### Instructions for the task
Write out the records below word for word, from their first line through the line containing "pixel 680 22", with both ends included. Leave the pictures out of your copy.

### Entries supplied
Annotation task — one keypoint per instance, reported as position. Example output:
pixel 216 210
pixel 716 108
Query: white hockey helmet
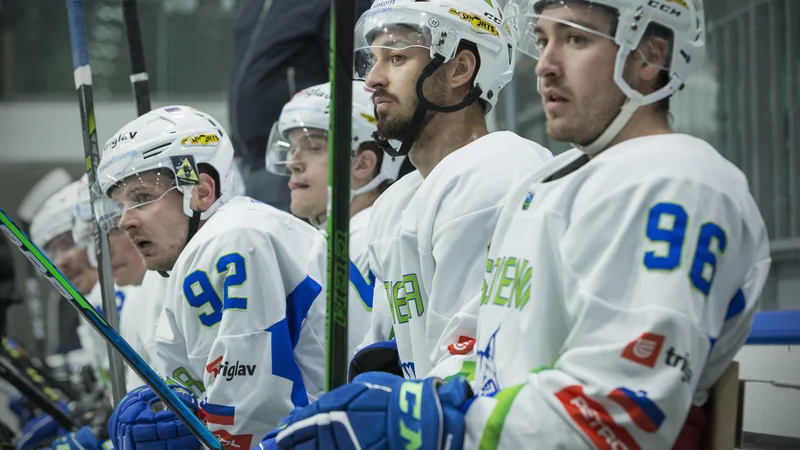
pixel 55 216
pixel 310 109
pixel 174 139
pixel 82 221
pixel 441 25
pixel 684 20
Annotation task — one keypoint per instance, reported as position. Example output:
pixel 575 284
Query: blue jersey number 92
pixel 199 291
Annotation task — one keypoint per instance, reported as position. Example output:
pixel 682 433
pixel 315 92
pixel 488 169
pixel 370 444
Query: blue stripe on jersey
pixel 736 305
pixel 364 287
pixel 286 333
pixel 218 410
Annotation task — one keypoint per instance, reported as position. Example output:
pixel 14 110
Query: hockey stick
pixel 341 66
pixel 65 288
pixel 34 393
pixel 139 78
pixel 51 183
pixel 39 375
pixel 83 83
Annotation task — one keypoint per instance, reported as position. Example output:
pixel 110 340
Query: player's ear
pixel 464 66
pixel 203 194
pixel 654 51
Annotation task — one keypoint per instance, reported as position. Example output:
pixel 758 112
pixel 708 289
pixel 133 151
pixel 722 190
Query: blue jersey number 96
pixel 199 291
pixel 667 223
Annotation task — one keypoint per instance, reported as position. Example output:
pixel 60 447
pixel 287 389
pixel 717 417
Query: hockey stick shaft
pixel 139 77
pixel 65 288
pixel 33 393
pixel 339 137
pixel 39 375
pixel 83 84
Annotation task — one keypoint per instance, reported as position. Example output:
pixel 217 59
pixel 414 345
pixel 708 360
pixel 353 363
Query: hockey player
pixel 140 313
pixel 437 68
pixel 622 277
pixel 239 314
pixel 51 230
pixel 298 148
pixel 127 269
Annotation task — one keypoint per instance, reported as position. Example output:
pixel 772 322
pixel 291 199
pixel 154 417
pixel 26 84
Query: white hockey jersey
pixel 245 313
pixel 427 242
pixel 362 282
pixel 617 291
pixel 91 341
pixel 137 325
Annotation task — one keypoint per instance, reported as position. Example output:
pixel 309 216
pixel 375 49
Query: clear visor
pixel 540 24
pixel 381 32
pixel 59 245
pixel 299 145
pixel 134 192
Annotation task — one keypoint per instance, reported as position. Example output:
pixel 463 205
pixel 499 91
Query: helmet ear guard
pixel 680 22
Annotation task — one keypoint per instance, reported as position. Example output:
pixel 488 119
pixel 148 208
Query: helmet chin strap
pixel 423 107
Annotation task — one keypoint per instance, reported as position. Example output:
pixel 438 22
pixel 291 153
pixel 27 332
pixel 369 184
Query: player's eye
pixel 143 198
pixel 540 43
pixel 576 39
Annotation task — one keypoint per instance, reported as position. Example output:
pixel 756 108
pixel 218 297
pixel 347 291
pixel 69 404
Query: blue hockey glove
pixel 82 439
pixel 379 410
pixel 20 405
pixel 141 421
pixel 40 431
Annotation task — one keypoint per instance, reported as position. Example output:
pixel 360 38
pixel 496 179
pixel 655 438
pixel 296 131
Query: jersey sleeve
pixel 456 247
pixel 361 299
pixel 241 313
pixel 660 287
pixel 128 329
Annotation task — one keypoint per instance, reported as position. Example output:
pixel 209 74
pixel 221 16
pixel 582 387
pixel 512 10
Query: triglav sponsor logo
pixel 230 371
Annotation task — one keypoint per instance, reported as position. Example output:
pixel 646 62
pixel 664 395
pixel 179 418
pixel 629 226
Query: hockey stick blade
pixel 33 393
pixel 65 288
pixel 339 136
pixel 83 84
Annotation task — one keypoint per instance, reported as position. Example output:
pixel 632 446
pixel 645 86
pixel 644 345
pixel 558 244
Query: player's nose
pixel 128 220
pixel 294 165
pixel 376 77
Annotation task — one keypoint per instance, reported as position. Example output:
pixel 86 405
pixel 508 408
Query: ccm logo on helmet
pixel 669 9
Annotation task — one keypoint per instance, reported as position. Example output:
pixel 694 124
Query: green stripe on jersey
pixel 494 426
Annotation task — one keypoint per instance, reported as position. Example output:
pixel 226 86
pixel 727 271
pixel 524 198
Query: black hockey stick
pixel 65 288
pixel 139 78
pixel 34 393
pixel 83 84
pixel 341 67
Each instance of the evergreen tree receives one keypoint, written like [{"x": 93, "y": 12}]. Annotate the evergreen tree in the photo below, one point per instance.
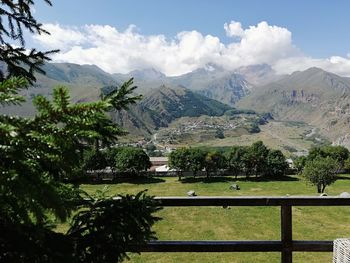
[
  {"x": 16, "y": 16},
  {"x": 38, "y": 153}
]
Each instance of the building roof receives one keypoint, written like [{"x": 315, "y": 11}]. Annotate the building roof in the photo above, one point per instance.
[{"x": 158, "y": 159}]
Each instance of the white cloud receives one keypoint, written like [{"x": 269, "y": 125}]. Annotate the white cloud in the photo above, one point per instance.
[
  {"x": 123, "y": 51},
  {"x": 234, "y": 29}
]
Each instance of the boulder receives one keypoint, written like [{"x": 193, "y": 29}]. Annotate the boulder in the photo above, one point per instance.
[{"x": 191, "y": 193}]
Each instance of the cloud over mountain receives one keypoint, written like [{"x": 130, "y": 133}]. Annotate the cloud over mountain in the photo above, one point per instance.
[{"x": 123, "y": 51}]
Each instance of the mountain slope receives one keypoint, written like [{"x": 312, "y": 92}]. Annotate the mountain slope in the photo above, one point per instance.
[
  {"x": 211, "y": 81},
  {"x": 314, "y": 96},
  {"x": 163, "y": 105}
]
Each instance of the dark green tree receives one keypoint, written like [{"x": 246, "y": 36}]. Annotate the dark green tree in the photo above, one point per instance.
[
  {"x": 214, "y": 160},
  {"x": 131, "y": 159},
  {"x": 299, "y": 163},
  {"x": 37, "y": 153},
  {"x": 276, "y": 163},
  {"x": 196, "y": 160},
  {"x": 235, "y": 160},
  {"x": 16, "y": 18},
  {"x": 255, "y": 159},
  {"x": 180, "y": 160},
  {"x": 321, "y": 171}
]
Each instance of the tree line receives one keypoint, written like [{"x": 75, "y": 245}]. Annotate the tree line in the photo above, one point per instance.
[
  {"x": 37, "y": 153},
  {"x": 322, "y": 165},
  {"x": 256, "y": 160}
]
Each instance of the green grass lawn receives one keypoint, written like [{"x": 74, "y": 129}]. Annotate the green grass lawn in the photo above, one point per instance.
[{"x": 237, "y": 223}]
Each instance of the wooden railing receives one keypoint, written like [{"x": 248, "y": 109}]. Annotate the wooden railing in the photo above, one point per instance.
[{"x": 286, "y": 245}]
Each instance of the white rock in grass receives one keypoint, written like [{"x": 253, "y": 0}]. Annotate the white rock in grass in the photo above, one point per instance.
[
  {"x": 344, "y": 195},
  {"x": 191, "y": 193}
]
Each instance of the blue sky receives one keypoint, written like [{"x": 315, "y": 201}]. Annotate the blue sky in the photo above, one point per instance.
[
  {"x": 319, "y": 32},
  {"x": 319, "y": 28}
]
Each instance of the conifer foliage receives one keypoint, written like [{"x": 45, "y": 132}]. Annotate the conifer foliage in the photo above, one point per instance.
[{"x": 38, "y": 154}]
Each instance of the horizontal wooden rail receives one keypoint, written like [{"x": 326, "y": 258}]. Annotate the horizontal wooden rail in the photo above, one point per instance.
[
  {"x": 232, "y": 246},
  {"x": 254, "y": 201},
  {"x": 286, "y": 245}
]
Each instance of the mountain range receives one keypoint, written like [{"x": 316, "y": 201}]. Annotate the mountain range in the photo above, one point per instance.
[{"x": 313, "y": 96}]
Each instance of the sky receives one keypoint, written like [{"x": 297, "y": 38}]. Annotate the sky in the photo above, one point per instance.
[{"x": 177, "y": 37}]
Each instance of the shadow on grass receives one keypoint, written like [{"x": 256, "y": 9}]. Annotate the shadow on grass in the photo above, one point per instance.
[
  {"x": 214, "y": 179},
  {"x": 343, "y": 177},
  {"x": 223, "y": 179},
  {"x": 135, "y": 180}
]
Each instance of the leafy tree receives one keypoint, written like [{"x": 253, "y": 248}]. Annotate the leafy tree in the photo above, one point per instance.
[
  {"x": 255, "y": 159},
  {"x": 131, "y": 159},
  {"x": 214, "y": 160},
  {"x": 321, "y": 172},
  {"x": 276, "y": 163},
  {"x": 179, "y": 160},
  {"x": 339, "y": 153},
  {"x": 219, "y": 134},
  {"x": 347, "y": 165},
  {"x": 94, "y": 160},
  {"x": 299, "y": 163},
  {"x": 235, "y": 160},
  {"x": 196, "y": 160},
  {"x": 37, "y": 153}
]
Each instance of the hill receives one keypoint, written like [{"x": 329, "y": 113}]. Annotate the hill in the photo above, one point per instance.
[
  {"x": 161, "y": 106},
  {"x": 313, "y": 96}
]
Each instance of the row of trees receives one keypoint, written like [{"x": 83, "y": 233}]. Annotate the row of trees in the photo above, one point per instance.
[
  {"x": 37, "y": 152},
  {"x": 256, "y": 160},
  {"x": 123, "y": 159},
  {"x": 321, "y": 166}
]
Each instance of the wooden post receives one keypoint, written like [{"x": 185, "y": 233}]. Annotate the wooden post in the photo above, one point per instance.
[{"x": 286, "y": 234}]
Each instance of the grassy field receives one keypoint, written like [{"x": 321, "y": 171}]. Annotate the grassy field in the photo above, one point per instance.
[
  {"x": 237, "y": 223},
  {"x": 275, "y": 134}
]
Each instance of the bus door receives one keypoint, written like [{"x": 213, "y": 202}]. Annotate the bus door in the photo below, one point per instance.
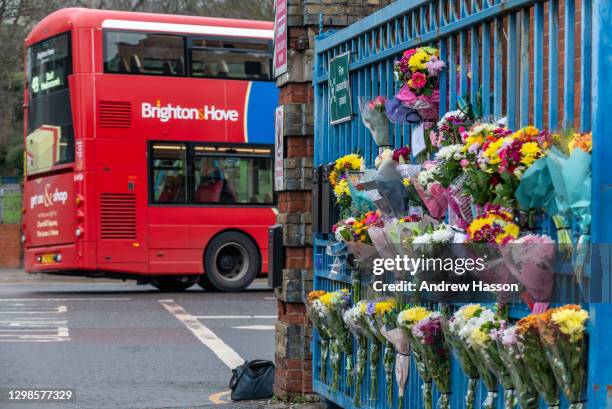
[{"x": 122, "y": 196}]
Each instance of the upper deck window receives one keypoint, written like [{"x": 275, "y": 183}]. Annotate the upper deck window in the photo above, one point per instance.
[
  {"x": 140, "y": 53},
  {"x": 248, "y": 60},
  {"x": 49, "y": 65}
]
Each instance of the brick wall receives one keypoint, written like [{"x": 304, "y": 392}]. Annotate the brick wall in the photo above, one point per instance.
[
  {"x": 10, "y": 246},
  {"x": 293, "y": 329}
]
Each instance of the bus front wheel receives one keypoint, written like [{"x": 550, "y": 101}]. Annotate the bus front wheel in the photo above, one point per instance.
[
  {"x": 174, "y": 283},
  {"x": 231, "y": 262}
]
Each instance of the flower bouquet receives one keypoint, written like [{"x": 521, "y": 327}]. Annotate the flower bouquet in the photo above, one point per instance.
[
  {"x": 419, "y": 71},
  {"x": 374, "y": 118},
  {"x": 562, "y": 335},
  {"x": 354, "y": 319},
  {"x": 431, "y": 192},
  {"x": 450, "y": 328},
  {"x": 462, "y": 324},
  {"x": 450, "y": 128},
  {"x": 481, "y": 179},
  {"x": 486, "y": 235},
  {"x": 531, "y": 259},
  {"x": 406, "y": 320},
  {"x": 482, "y": 341},
  {"x": 514, "y": 360},
  {"x": 382, "y": 318},
  {"x": 430, "y": 338},
  {"x": 335, "y": 304},
  {"x": 317, "y": 312},
  {"x": 364, "y": 320},
  {"x": 339, "y": 183},
  {"x": 534, "y": 359}
]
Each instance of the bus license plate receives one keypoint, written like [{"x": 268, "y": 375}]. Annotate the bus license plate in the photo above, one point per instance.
[{"x": 47, "y": 259}]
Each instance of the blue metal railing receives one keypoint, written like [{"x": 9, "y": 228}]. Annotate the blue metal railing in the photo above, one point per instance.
[{"x": 514, "y": 58}]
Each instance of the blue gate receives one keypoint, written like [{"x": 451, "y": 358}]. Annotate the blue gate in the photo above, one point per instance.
[{"x": 546, "y": 63}]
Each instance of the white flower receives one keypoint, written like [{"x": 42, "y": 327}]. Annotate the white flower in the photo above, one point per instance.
[
  {"x": 443, "y": 234},
  {"x": 384, "y": 155},
  {"x": 452, "y": 151}
]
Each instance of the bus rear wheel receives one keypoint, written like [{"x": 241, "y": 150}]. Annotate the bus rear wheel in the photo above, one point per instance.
[
  {"x": 231, "y": 263},
  {"x": 174, "y": 283}
]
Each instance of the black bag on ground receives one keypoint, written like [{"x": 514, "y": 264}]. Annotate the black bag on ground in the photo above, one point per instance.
[{"x": 252, "y": 380}]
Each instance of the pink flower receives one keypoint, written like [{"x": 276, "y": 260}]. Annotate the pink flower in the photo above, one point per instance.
[
  {"x": 406, "y": 96},
  {"x": 436, "y": 189},
  {"x": 418, "y": 80},
  {"x": 409, "y": 53}
]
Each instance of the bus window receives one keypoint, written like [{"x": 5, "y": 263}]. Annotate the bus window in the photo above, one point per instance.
[
  {"x": 168, "y": 173},
  {"x": 216, "y": 59},
  {"x": 48, "y": 65},
  {"x": 140, "y": 53},
  {"x": 232, "y": 179}
]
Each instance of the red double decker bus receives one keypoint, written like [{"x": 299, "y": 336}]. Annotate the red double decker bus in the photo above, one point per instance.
[{"x": 149, "y": 148}]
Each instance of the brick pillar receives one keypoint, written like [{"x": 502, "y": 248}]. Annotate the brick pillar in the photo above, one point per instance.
[{"x": 293, "y": 329}]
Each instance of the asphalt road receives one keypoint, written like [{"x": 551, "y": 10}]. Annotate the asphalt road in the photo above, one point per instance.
[{"x": 120, "y": 346}]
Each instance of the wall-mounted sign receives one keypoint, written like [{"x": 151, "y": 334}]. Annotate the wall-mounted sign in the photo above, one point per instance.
[
  {"x": 340, "y": 107},
  {"x": 279, "y": 153},
  {"x": 280, "y": 38}
]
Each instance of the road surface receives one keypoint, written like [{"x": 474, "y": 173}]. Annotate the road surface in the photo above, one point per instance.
[{"x": 123, "y": 346}]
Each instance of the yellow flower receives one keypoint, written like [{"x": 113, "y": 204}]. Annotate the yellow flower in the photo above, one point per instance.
[
  {"x": 384, "y": 306},
  {"x": 530, "y": 151},
  {"x": 342, "y": 188},
  {"x": 348, "y": 162},
  {"x": 314, "y": 295},
  {"x": 469, "y": 311},
  {"x": 327, "y": 299},
  {"x": 418, "y": 60},
  {"x": 581, "y": 141},
  {"x": 413, "y": 315},
  {"x": 479, "y": 337},
  {"x": 570, "y": 322}
]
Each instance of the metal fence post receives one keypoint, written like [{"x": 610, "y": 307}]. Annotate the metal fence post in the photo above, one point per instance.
[{"x": 1, "y": 205}]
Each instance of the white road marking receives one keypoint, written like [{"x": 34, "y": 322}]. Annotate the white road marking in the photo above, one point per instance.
[
  {"x": 63, "y": 299},
  {"x": 234, "y": 317},
  {"x": 49, "y": 310},
  {"x": 22, "y": 322},
  {"x": 223, "y": 351},
  {"x": 256, "y": 327}
]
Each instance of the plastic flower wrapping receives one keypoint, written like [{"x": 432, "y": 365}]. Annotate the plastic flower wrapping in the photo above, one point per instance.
[
  {"x": 354, "y": 319},
  {"x": 531, "y": 260},
  {"x": 430, "y": 338},
  {"x": 534, "y": 359},
  {"x": 461, "y": 353},
  {"x": 514, "y": 361},
  {"x": 419, "y": 72},
  {"x": 355, "y": 232},
  {"x": 382, "y": 319},
  {"x": 335, "y": 304},
  {"x": 562, "y": 332},
  {"x": 463, "y": 322},
  {"x": 482, "y": 340},
  {"x": 375, "y": 119},
  {"x": 431, "y": 191},
  {"x": 406, "y": 320},
  {"x": 317, "y": 311},
  {"x": 339, "y": 182}
]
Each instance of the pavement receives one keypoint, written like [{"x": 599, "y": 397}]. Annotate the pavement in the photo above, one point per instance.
[{"x": 125, "y": 346}]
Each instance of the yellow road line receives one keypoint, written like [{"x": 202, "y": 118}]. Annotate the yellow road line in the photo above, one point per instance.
[{"x": 217, "y": 398}]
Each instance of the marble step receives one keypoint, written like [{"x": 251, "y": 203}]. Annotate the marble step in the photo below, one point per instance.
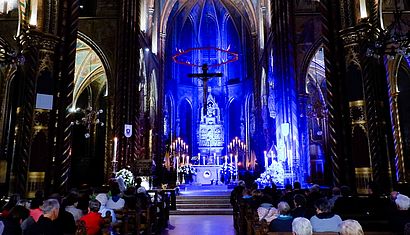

### Exercise answer
Annotation task — one keypoint per instance, reported as position. Example output:
pixel 216 210
pixel 716 108
Query: white hockey helmet
pixel 55 216
pixel 310 109
pixel 174 139
pixel 82 221
pixel 441 25
pixel 684 20
Annotation task — one keypoint per instance, reported as position. Example output:
pixel 575 284
Query: blue jersey number 92
pixel 199 291
Annotation task — one keypoint per instance, reported as position. Example output:
pixel 682 433
pixel 315 92
pixel 488 169
pixel 370 444
Query: blue stripe on jersey
pixel 736 305
pixel 364 287
pixel 286 333
pixel 218 410
Annotation task — one keypoint per instance, reported as position. Example output:
pixel 14 110
Query: hockey stick
pixel 341 66
pixel 65 288
pixel 34 393
pixel 139 78
pixel 51 183
pixel 39 375
pixel 83 83
Annotation task — one keypoint per instance, reported as position. Example output:
pixel 110 340
Query: player's ear
pixel 464 66
pixel 203 194
pixel 654 51
Annotation task — one keypoint per instance, reported as position. Example output:
pixel 758 112
pixel 708 289
pixel 133 151
pixel 722 190
Query: blue jersey number 96
pixel 199 291
pixel 667 223
Annotation task — one keypoint per instance, reported as position. Example output:
pixel 60 447
pixel 287 389
pixel 717 417
Query: hockey stick shaft
pixel 139 77
pixel 65 288
pixel 33 393
pixel 339 137
pixel 39 375
pixel 83 84
Annotation task — one keypoint per instance, reported as position. Example output:
pixel 217 59
pixel 414 345
pixel 708 360
pixel 353 363
Query: hockey player
pixel 140 313
pixel 437 68
pixel 622 277
pixel 239 314
pixel 51 230
pixel 298 148
pixel 127 269
Annotation task — one keypoint per instance, reported as position. Example output:
pixel 772 322
pixel 291 199
pixel 154 417
pixel 26 84
Query: white hockey jersey
pixel 245 313
pixel 427 242
pixel 362 282
pixel 617 291
pixel 91 341
pixel 137 325
Annotation task — one keypoint per instance, reported as position. Example output:
pixel 309 216
pixel 375 49
Query: clear visor
pixel 540 24
pixel 381 32
pixel 59 245
pixel 299 145
pixel 134 192
Annotation task — one keypoint per instance, reported as position. Example output:
pixel 463 205
pixel 499 91
Query: helmet ear guard
pixel 680 22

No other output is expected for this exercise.